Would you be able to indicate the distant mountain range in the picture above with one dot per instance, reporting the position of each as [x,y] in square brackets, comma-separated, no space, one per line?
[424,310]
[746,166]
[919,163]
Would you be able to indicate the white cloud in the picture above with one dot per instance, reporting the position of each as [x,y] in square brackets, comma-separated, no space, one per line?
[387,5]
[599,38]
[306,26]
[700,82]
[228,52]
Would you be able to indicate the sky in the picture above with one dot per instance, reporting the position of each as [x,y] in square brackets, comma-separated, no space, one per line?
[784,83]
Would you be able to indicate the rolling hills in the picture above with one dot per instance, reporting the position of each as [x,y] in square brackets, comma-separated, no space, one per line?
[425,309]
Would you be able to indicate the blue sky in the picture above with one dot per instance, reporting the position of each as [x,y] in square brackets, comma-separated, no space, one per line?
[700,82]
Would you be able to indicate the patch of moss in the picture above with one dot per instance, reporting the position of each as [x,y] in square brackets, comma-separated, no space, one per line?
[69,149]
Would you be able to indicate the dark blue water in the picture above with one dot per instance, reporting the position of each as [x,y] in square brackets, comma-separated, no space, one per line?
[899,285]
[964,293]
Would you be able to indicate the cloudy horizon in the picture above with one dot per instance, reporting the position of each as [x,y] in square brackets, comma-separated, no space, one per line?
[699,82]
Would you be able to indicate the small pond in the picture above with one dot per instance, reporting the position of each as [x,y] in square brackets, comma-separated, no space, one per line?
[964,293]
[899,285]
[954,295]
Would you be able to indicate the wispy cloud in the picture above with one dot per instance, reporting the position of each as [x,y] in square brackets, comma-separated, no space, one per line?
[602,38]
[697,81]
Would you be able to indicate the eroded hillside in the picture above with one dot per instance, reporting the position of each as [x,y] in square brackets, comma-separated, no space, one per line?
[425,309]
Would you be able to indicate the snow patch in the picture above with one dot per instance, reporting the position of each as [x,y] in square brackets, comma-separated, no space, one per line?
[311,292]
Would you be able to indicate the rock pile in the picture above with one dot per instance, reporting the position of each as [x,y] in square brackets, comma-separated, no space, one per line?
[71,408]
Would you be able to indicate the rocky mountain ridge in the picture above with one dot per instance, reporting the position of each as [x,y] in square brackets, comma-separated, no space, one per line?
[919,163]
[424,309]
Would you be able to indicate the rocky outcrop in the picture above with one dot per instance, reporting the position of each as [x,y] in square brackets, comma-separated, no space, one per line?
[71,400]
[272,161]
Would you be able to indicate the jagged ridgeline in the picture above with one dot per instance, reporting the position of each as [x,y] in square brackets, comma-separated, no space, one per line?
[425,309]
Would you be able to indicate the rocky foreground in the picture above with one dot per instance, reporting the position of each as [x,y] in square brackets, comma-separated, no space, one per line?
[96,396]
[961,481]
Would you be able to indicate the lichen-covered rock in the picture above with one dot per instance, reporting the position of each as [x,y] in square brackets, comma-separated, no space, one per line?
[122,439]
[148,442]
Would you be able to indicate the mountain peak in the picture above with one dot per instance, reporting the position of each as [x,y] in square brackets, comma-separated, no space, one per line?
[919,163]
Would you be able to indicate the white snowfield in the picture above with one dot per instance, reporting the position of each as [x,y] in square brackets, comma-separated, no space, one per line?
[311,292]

_WORK REQUEST_
Each entry above must be set down again without alteration.

_SOLUTION_
Would you be able to indicate the distant mountain range in the picture above with one dot per instance, reporting the position of each as [x,y] in square brackets, comma-separated, no space, one per line?
[424,310]
[746,166]
[919,163]
Would you be able to indicate the white cloud in the picture above with one dot per instance, reporting the position of each as [x,y] in square brackets, comma-separated, no space, one per line?
[387,5]
[599,38]
[306,26]
[700,82]
[228,52]
Would you be able to indicate the sky in the picture above with one dot per instance, reporting the position of each as [x,y] in square brackets, comma-separated, no space, one per line?
[784,83]
Would you be able to indicate the rolling hills in the picture above with one dot per instance, reporting the position of each as [x,y] in square brackets, comma-separated, no space, one per line?
[425,309]
Would you be able to indicate the blue sky in the picture above with one dot per instance, reporting the position of each as [x,y] in square brackets, comma-separated, no space, one per line?
[700,82]
Would you be able to indicate the patch of moss in the picture above with one dot per instance, reporting the position of each as [x,y] in square brackets, comma-separated, no space, one per line?
[69,149]
Would you be able to indicate the dark blue water in the picture above with one dot per instance, reporting the position of each as [x,y] in square brackets, comma-separated, no space, one per line?
[899,285]
[964,293]
Would you be able to indicate the cloudy horizon in the picture above with one dot per instance, reporting the position of each as [x,y] in square brackets, comma-separated, no space, one per line?
[699,82]
Would you be able to indicate the small pond in the picture above with one dot per instance, reporting the position of each as [x,y] in square brackets, comma-separated, no space, one per line?
[964,293]
[899,285]
[954,295]
Would you be able to indicate the wispy cloud in the picture above with one dot per instance, reporting the position of each as [x,y] in square brackets, comma-separated, no space, one per line?
[602,38]
[697,81]
Would you be able to indicate the eroded hillside in the picture above with one dot per instance, reporting the position of each as [x,y] in square brackets, comma-separated, no space, one per line?
[425,309]
Would you be able to indicate the snow patch in the picture above with one dot per instance, reporting the position of each as [x,y] in square brackets, comma-separated, no space, one per line?
[311,292]
Would you be able to indicate the rock pile in the picture above with one dot per instance, reporting the position of each as [x,y] in square brackets, comma-separated, no space, one per line?
[71,408]
Would you be able to indicate the rocky mountain ridge in the picture above with one dot per instance, reporting the position of each as [x,y] in square brackets, comma-separated, no space, one per line?
[919,163]
[424,309]
Would you be able to indicate the rocky outcrop in the picture above with one dot per instance, reporting the position of each as [x,y] in square brackets, comma-separated, no space, one per line?
[71,400]
[272,161]
Would you be able to indicate the jagged ridgeline in the picture above with one dot per instance, reporting the position of each as [x,y] in square brackets, comma-separated, no space, one per line?
[425,309]
Would you be able to indicate the rocky foreground in the picture above with one dot per instance, reporting the position of each as [x,y] in square brackets, comma-separated, no space, one per line?
[96,396]
[961,481]
Would you be able to indicate the lichen-covered rock in the picture above with one dot per instance, reporting the position of each as [x,y] in square brackets, comma-separated, no space, one per line?
[122,439]
[148,442]
Would you be able to indicate the mountain peak in the picture above with one dot per instance, reporting the position of each as [x,y] in square brackets, comma-separated, no space, one per line?
[919,163]
Would you be able to indicate the white snowfield in the picture above with one dot per instance, reporting the position of each as [x,y] in square brackets, comma-separated, no space, one per line?
[311,292]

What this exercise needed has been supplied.